### [Problem to work on]
When a line of the entries contains the word "basket", report that line.

(Saved data entries)
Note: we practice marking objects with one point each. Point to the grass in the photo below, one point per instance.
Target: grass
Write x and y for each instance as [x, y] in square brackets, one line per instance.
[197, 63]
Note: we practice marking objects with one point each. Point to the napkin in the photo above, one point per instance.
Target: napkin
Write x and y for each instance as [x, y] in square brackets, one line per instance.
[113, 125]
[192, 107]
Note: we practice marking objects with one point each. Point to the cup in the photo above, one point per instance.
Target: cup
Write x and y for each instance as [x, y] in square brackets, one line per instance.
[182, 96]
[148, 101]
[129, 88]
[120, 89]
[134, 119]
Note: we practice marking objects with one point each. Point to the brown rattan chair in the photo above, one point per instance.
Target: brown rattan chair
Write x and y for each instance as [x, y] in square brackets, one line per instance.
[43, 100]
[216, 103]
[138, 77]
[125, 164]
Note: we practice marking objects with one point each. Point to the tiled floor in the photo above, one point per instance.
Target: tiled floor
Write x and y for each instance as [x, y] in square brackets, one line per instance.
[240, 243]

...

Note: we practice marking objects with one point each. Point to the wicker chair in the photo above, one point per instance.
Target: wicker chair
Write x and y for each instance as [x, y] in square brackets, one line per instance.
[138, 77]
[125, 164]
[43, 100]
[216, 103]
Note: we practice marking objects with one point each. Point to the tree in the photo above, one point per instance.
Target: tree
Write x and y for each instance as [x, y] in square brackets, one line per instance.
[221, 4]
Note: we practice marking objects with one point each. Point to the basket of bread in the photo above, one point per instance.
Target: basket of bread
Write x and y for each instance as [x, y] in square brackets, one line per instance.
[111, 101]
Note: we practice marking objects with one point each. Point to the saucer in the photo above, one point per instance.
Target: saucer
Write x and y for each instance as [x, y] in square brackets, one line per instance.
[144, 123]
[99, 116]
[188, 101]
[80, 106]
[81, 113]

### [Answer to this task]
Note: we practice marking objects with one point each. Point to the basket of bread in the photo above, one point per instance.
Target: basket of bread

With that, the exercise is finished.